[Records from a data collection]
·····

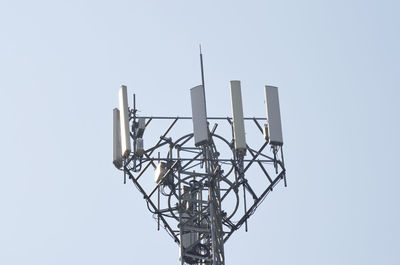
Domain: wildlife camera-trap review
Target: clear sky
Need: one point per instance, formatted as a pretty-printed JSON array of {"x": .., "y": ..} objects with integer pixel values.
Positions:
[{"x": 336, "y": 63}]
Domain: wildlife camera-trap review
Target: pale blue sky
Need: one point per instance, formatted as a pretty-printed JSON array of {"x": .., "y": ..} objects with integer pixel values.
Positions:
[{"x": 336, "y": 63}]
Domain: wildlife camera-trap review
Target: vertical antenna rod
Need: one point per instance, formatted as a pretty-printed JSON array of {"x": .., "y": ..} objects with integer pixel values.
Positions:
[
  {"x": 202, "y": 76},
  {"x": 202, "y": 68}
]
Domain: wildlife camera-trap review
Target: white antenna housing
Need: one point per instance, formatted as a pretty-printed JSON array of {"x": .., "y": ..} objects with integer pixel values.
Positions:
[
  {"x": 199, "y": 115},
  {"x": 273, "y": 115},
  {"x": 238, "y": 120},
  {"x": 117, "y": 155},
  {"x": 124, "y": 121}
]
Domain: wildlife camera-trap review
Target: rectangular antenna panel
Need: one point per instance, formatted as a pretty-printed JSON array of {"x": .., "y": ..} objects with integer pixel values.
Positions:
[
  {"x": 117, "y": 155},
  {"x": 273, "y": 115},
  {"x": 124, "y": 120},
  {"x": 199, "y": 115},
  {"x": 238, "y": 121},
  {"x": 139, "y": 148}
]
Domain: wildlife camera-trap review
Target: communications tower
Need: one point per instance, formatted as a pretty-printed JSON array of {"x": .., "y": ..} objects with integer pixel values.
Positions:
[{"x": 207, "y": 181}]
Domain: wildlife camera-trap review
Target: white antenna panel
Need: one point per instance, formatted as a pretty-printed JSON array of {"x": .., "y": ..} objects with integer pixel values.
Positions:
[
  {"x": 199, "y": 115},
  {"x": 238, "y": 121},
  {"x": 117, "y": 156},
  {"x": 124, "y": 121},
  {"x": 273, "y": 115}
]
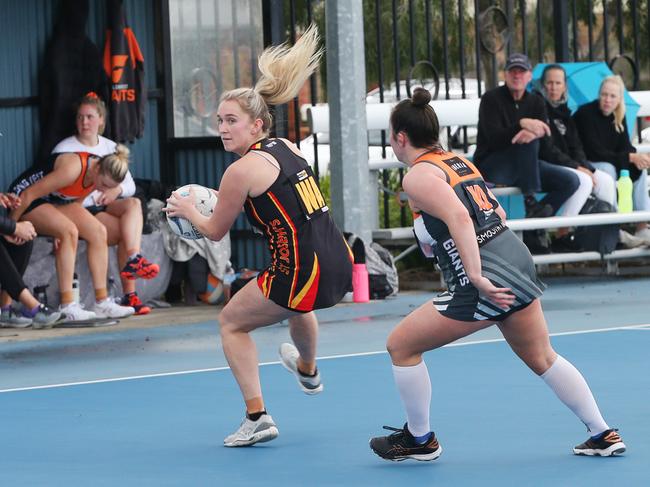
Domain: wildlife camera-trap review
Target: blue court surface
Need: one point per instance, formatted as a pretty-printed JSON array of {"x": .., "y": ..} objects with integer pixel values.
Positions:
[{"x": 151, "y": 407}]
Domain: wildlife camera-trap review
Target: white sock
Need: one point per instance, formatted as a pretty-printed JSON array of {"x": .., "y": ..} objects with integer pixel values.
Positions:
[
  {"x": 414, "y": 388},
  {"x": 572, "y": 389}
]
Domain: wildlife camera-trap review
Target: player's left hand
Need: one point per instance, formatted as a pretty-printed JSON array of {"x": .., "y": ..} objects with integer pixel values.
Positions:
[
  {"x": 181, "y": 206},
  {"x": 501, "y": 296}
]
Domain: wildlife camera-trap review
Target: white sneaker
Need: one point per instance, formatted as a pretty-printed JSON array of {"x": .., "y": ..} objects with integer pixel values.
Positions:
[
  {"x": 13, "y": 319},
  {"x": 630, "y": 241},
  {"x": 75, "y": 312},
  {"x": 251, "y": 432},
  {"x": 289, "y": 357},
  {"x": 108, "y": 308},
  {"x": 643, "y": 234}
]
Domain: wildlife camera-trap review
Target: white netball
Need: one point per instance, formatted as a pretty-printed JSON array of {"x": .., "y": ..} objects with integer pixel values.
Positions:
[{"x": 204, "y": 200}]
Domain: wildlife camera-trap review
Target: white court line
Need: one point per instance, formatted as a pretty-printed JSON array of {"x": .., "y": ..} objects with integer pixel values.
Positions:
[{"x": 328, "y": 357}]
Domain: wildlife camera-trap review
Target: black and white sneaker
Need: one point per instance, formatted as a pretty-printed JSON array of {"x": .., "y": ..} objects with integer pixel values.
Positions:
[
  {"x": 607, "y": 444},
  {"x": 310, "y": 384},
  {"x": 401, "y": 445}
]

·····

Task directions: Exactly as written, return every line of the listing, but not the pictures.

Exercise response:
Domain: wildlife camera-trap review
Target: clear sky
Need: one point per instance, formatted as a pretty-printed JSON array of {"x": .., "y": ..} objects with integer pixel values.
Positions:
[{"x": 336, "y": 63}]
Domain: wildlife camera-trap review
Target: pale blue sky
Need: one point per instance, formatted as a pretty-printed JSON array of {"x": .., "y": ..} objects with integer pixel values.
Positions:
[{"x": 336, "y": 63}]
Domain: wildlife camera-trap review
Target: vertical antenna rod
Need: one point per instance, formatted as a pretty-printed JSON array of {"x": .., "y": ..} objects with integer pixel values.
Positions:
[
  {"x": 202, "y": 76},
  {"x": 202, "y": 68}
]
Domain: wildlife camera-trap review
Target: white antenna housing
Need: one point per instance, formatted as a pretty-printed JSON array of {"x": .., "y": ..} objects with integer pixel values.
Positions:
[
  {"x": 199, "y": 115},
  {"x": 273, "y": 115},
  {"x": 238, "y": 120},
  {"x": 117, "y": 155},
  {"x": 124, "y": 121}
]
Domain: wildlife camera-trap review
Target: rectangular antenna panel
Need: one point per instance, formatted as a pretty-printed JSON array of {"x": .., "y": ..} objects with integer pixel values.
Positions:
[
  {"x": 117, "y": 155},
  {"x": 273, "y": 115},
  {"x": 124, "y": 120},
  {"x": 199, "y": 115},
  {"x": 238, "y": 121},
  {"x": 139, "y": 148}
]
Domain: wildlife camera-trap review
Target: communications tower
Need: one point per instance, formatted as a pretty-printed JSON array of {"x": .., "y": ..} objects with integer pixel values.
Positions:
[{"x": 207, "y": 181}]
Domain: wildlife camera-trap review
Target: white antenna panel
Need: one point per instance, formatted as a pretty-printed JSON array of {"x": .., "y": ..} objects with integer pixel values.
Positions:
[
  {"x": 199, "y": 115},
  {"x": 238, "y": 121},
  {"x": 117, "y": 156},
  {"x": 124, "y": 121},
  {"x": 273, "y": 115}
]
Domain: wildlife camera-trap review
Target: blue court surface
Need: one point per instance, formatted as a pretty-printed JSON array of {"x": .., "y": ..} objects with integer pixel values.
Positions:
[{"x": 151, "y": 407}]
Domain: wildlife camera-trap review
Target: white sock
Need: one point per instance, formatted as a pretty-printed JSON array of {"x": .., "y": ..} objects with integer pixel values.
Positions:
[
  {"x": 414, "y": 388},
  {"x": 572, "y": 389}
]
Domain: wildlife camera-trap review
Target: player's left hand
Need: one point per instance, formatted as a pretty-printed JSON array of {"x": .., "y": ..} objects with integer pixel values.
Positions:
[
  {"x": 181, "y": 206},
  {"x": 501, "y": 296}
]
Domain: wildlife camera-trap review
Target: white sneaker
Need: one point per instance, formatted as a pretty-printed JSON array of {"x": .., "y": ..} objects with integer pixel values.
Positions:
[
  {"x": 13, "y": 319},
  {"x": 630, "y": 241},
  {"x": 75, "y": 312},
  {"x": 251, "y": 432},
  {"x": 289, "y": 357},
  {"x": 108, "y": 308},
  {"x": 643, "y": 234}
]
Domain: wildlife camera-trap review
Target: white netball
Need: one point per instance, formatted as a pretty-printed JSON array of {"x": .., "y": ..} objects with integer pixel values.
Positions:
[{"x": 204, "y": 200}]
Domain: wildlife camera-trap review
Target: white court line
Need: one point per instance, formatted as a pretty-printed JSON array of {"x": .., "y": ..} objects with integer pixel values.
Positions:
[{"x": 328, "y": 357}]
Domain: wildlife camera-trap review
Target: black and white sneaker
Need: one point per instance, formatted as a pretty-printed JSON array of {"x": .., "y": ..} objects with integer pixel values.
Positions:
[
  {"x": 607, "y": 444},
  {"x": 310, "y": 384},
  {"x": 401, "y": 445}
]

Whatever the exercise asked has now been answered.